Start of Selected excerpt

The Plan shall be binding
on all successors and assigns of the Company and a Participant, including without limitation, the estate of such Participant and
the executor, administrator or trustee of such estate, or any receiver or trustee in bankruptcy or representative of the Participant’s
creditors.

 

		14.	Amendments or Termination

 

(a)                  
Amendment and Termination of the Plan

 

The Board may amend,
alter, suspend, discontinue, cancel or terminate the Plan or any portion thereof at any time; provided; that no such amendment,
alteration, suspension, discontinuation or termination shall be made without shareholder approval, if at the time of such event,
shareholder approval is required under Applicable Law, if (i) it would materially increase the number of securities which may be
issued under the Plan or granted to any Participant (except for increases pursuant to Section 11 hereof), (ii) it materially expands
the types of Awards available under the Plan or materially expands the class of persons eligible to receive Awards under the Plan,
(iii) such approval is necessary to comply with Applicable Law, or (iv) the Committee determines that such approval is otherwise
required or advisable to facilitate compliance with Applicable Laws; provided; that, subject to Section 18 of the Plan or unless
required or advisable to facilitate compliance with Applicable Laws, as determined in the sole discretion of the Committee, any
such amendment, alteration, suspension, discontinuance or termination that would materially and adversely affect the rights of
any Participant or any holder of any Award theretofore granted shall not to that extent be effective without the consent of the
affected Participant.

End of Selected excerpt
Start of Rows

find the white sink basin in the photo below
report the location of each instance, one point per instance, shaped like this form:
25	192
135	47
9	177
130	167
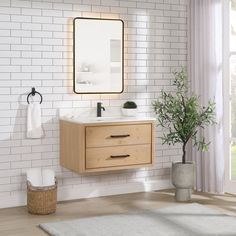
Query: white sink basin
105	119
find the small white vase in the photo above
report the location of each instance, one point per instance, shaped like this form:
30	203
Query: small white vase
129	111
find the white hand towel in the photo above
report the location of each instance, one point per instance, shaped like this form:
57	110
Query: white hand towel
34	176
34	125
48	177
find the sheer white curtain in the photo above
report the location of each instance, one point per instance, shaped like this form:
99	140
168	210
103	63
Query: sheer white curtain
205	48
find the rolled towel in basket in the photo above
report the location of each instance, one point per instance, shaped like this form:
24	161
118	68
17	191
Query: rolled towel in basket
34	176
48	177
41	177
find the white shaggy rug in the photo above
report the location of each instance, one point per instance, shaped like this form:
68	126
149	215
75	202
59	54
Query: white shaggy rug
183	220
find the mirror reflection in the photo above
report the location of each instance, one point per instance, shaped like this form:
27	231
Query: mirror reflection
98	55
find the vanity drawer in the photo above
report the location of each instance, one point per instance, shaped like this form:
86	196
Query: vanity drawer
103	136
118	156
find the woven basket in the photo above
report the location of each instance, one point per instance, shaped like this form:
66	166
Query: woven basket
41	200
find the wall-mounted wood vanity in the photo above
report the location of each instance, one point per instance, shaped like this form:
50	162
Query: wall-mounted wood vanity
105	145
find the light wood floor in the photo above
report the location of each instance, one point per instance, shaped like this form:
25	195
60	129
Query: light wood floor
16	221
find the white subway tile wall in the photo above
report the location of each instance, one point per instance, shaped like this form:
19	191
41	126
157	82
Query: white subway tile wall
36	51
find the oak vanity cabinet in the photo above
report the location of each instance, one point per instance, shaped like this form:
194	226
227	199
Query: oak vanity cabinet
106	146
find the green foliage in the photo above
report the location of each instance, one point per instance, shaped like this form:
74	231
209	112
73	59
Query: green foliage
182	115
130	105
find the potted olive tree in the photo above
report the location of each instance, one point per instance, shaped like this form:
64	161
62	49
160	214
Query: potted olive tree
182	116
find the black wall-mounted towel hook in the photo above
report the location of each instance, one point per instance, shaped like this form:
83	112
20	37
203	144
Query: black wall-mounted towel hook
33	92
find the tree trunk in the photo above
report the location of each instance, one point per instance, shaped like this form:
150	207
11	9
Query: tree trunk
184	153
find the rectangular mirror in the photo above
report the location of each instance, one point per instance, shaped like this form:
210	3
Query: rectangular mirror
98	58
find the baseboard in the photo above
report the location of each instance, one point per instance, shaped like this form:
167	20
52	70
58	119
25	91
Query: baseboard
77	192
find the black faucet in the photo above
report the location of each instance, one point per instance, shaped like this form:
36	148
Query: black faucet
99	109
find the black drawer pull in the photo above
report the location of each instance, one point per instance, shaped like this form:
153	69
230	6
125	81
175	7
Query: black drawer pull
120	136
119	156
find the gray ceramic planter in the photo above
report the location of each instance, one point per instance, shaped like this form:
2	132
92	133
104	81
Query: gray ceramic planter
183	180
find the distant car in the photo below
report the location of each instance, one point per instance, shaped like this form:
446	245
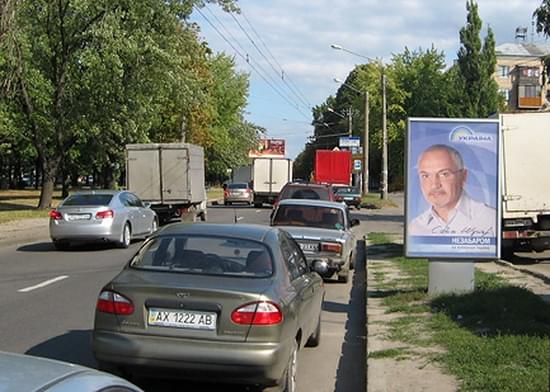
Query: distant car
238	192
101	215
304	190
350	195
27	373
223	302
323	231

End of Rows
Start of Rows

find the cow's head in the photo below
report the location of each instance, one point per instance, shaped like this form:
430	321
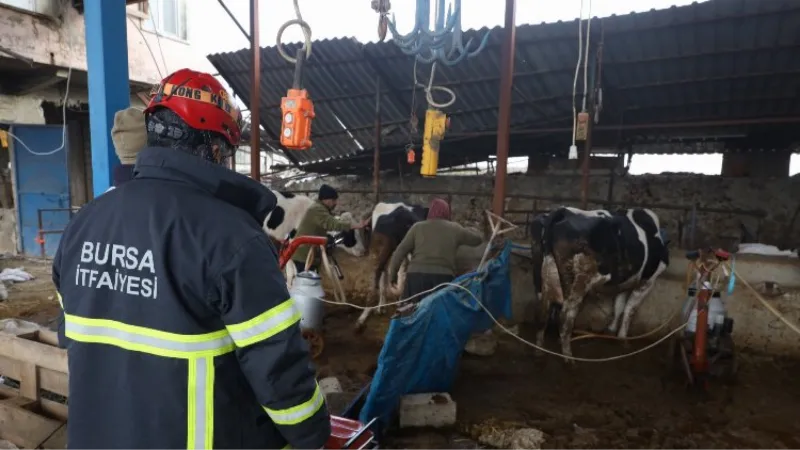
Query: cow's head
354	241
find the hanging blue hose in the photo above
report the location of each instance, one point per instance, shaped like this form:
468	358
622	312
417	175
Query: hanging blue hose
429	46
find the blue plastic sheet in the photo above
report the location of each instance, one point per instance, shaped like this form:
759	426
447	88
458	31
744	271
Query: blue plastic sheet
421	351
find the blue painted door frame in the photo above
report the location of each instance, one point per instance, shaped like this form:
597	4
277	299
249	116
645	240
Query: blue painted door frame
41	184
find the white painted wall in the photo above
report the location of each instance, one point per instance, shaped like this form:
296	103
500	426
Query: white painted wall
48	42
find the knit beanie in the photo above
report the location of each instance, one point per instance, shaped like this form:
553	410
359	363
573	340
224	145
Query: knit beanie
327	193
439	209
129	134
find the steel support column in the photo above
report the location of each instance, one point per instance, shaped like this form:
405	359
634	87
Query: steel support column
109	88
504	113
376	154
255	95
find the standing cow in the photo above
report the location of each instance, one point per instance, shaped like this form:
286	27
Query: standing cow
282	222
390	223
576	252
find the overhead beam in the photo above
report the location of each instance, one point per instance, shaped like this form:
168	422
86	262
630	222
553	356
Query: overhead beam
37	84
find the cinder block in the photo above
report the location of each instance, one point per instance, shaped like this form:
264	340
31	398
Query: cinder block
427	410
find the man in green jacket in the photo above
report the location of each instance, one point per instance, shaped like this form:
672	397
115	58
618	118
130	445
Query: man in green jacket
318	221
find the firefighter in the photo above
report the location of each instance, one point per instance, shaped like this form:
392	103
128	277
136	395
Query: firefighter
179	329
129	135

End of Rows

» **The tasks**
- 1) According to the plan excerpt, who may amend or terminate the Plan?
- 2) Please list every action the plan excerpt says the Board may take with respect to the Plan or any portion of it.
- 3) Continue the plan excerpt from its last sentence.

» **Final results**
- 1) The Board.

- 2) Amend, alter, suspend, discontinue, cancel, terminate

- 3)
 

(b)                 
Amendment of Award Agreements

 

The
Committee may, to the extent consistent with the terms of any applicable Award Agreement, waive any conditions or rights under,
amend any terms of, or alter, suspend, discontinue, cancel or terminate, any Award theretofore granted or the associated Award
Agreement, prospectively or retroactively (including after a Participant’s termination of employment or service with the
Company); provided; that, subject to Section 18 of the Plan or unless required or advisable to facilitate compliance with
Applicable Laws, as determined in the sole discretion of the Committee, any such waiver, amendment, alteration, suspension, discontinuance,
cancellation or termination that would materially and adversely affect the rights of any Participant with respect to any Award
theretofore granted shall not to that extent be effective without the consent of the affected Participant.

 

    18

     

    

 

(c)                  
No Repricing of Awards

 

Subject to Section
11 of the Plan, in no event shall the Committee or the Board take any action without approval of the shareholders of the Company
that would (i) reduce the Option Price of any Option or Strike Price of any Share Appreciation Right, (ii) result in the cancellation
of any outstanding Option or Share Appreciation Right and replacement with a new Option or Share Appreciation Right with a lower
Option Price or Strike Price, or with a cash payment or other Award at a time when the Option or Share Appreciation Right has a
per Share Option Price or Strike Price, that is higher than the Fair Market Value of a Share on the date of the replacement or
(iii) result in any other action that would constitute a “repricing” for purposes of the shareholder approval rules
of any stock exchange or inter-dealer quotation system on which the securities of the Company are listed or quoted, in each case,
to the extent such shareholder approval is required thereunder.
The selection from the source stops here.